▸ **Description of the task**:
Provide the records once more, identical to the original.

(Rows from a dataset)
* * *

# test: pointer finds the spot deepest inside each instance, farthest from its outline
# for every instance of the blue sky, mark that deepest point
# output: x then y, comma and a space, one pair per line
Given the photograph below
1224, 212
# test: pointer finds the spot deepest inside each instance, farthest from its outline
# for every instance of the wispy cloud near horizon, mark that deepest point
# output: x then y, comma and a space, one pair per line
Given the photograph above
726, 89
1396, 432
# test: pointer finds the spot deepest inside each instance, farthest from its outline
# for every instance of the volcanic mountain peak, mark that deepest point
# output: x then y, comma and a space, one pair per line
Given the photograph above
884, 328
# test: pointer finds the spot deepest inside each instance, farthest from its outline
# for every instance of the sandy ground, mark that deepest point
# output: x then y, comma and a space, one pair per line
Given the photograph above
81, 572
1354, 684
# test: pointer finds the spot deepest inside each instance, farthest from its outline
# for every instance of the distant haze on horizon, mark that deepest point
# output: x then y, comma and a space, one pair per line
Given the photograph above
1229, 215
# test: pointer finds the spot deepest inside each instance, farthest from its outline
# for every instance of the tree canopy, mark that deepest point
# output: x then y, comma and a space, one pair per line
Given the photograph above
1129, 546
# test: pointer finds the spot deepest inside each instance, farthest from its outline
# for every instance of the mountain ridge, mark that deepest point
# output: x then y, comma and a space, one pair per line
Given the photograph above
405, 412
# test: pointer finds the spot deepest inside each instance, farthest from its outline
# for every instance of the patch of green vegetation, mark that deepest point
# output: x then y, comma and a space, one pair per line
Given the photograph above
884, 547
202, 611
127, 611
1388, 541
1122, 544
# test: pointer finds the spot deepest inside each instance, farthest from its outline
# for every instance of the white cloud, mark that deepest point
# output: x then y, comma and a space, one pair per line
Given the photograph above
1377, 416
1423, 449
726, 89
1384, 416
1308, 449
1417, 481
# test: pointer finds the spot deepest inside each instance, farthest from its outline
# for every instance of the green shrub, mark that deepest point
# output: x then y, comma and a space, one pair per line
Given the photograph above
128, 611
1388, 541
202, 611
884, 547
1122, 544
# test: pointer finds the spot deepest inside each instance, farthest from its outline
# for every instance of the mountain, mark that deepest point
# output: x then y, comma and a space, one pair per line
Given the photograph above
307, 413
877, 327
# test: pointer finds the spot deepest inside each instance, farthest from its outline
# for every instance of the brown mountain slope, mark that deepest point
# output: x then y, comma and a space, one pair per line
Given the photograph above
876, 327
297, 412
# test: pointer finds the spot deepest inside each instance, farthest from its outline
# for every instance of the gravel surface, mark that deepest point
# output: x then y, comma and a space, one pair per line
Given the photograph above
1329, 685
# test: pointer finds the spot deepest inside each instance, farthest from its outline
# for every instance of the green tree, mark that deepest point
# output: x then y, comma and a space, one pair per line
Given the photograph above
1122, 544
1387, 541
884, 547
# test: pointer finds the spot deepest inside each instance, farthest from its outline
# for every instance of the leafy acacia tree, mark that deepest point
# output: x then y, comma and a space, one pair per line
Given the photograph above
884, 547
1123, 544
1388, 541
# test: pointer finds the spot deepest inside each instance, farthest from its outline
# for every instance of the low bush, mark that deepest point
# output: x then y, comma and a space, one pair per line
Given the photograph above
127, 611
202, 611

* * *

▸ **Expected output**:
# test: pointer finds the spot deepest inside each instance, farthest from its outline
# for every instance of the blue sky, mark that deepest point
# output: x then y, comma and a space, one pair per line
Given the photograph below
1224, 212
# test: pointer finds the spot deepest inside each instance, farthest from its outline
# for every instance of the wispy cloud near horizon, mark that deepest point
# output: x then y, comma and a space, one pair per line
Given the photograph above
726, 89
1396, 432
# test: pointer finds the spot deepest inside each instance, farthest from its outline
# for every instance of the volcanic mountain peak, mark that deepest point
# output: x then y, comma and a space, one pair per line
Given the photograph above
884, 328
# test: pointer finds the spot deepest inside each instance, farthest from its outline
# for every instance of the sandy ground, mark that deepest point
# output: x then y, comma and a space, one pair per line
Given the photograph above
81, 572
1354, 684
# test: pointer finds the spot deepest inside each instance, farthest from its outline
# for every instance of the distant haze on horizon, mark that deepest point
# output: x then y, comma and a space, one pair per line
Given the photograph above
1229, 215
# test: pointer finds the spot deepest inside each instance, farthest from its outline
# for every instance of the tree canopy, mark that deepest point
# output: x then y, comma and a space, one pair per line
Given the photograph above
1129, 546
# test: pointer finds the spot deepest inside each instance, farthest from its outline
# for every instance of the mountain ridge, mark that deepest point
# output: x then y, comma and a space, one pair per line
Given the photograph above
405, 412
# test: pointer finds the spot deepest inside each instance, farthest from its outline
# for every instance of the patch of green vegetation, mark that deepest point
# output: x then y, comma and a space, one pair per line
Given the photograph above
884, 547
202, 611
127, 611
1388, 541
1122, 544
# test: pointer finds the spot deepest inside each instance, farthest from its outline
# for every instance of the white cloud, mark that deepest point
# output: x then y, comma and a space, one pair per line
Given the photograph above
1377, 416
1423, 449
726, 89
1384, 416
1308, 449
1417, 481
# test: pointer finds the spot deepest inside each instance, farthest from its outline
# for every instance of the green shrub, mark that deepest point
# output: x then y, comma and a space, one pair per line
Given the photograph above
128, 611
1388, 541
202, 611
884, 547
1122, 544
# test: pointer finds the spot deepest inside each instance, farthest from its outline
# for every instance of the mountain, mark that deepest point
# output: x then y, comma and a space, one pair per line
Given the photograph above
307, 413
877, 327
# test: pointer finds the spot deepest inside each instance, farthest from its outline
# for every instance of the brown mountain slope, mark that deepest point
# output: x then y, comma and a space, one pair per line
Given the photograph above
876, 327
297, 412
# test: pointer finds the spot deepest inside each instance, farthest from its outline
# for every instance of the gravel surface, mark that deepest point
# output: x then y, comma and a space, one pair per line
Given the photograph above
1329, 685
# test: pointer finds the spot deepest inside each instance, farthest from its outline
# for every instance of the green tree, mark that deepest point
# output: x then y, comma and a space, one pair per line
Given the photograph above
1122, 544
1387, 541
884, 547
# test: pointer finds the spot deepest inside each instance, farthest from its outline
# for every instance of the leafy acacia tree, mark that deepest point
# output: x then y, comma and a space, one pair per line
Given the photograph above
884, 547
1123, 544
1388, 541
# test: pointer finds the spot deepest inside each instance, farthest from its outline
# for every instance of the low bush, mark that deepest point
# output: x then y, comma and a space, one pair per line
Given the photograph above
127, 611
202, 611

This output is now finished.